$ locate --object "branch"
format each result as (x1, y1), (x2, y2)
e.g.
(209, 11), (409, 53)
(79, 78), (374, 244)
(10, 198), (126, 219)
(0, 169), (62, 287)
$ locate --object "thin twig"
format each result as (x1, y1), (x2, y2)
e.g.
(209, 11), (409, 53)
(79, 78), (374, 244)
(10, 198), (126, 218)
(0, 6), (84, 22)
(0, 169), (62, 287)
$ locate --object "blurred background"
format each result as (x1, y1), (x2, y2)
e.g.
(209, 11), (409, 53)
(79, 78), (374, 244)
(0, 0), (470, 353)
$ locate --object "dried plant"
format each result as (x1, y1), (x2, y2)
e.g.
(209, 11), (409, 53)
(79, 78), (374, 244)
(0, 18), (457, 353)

▶ **Given task**: Count the lines in the items above that contain the string "locate", matching case exactly, and reply with the number alone.

▶ **Task result**: 4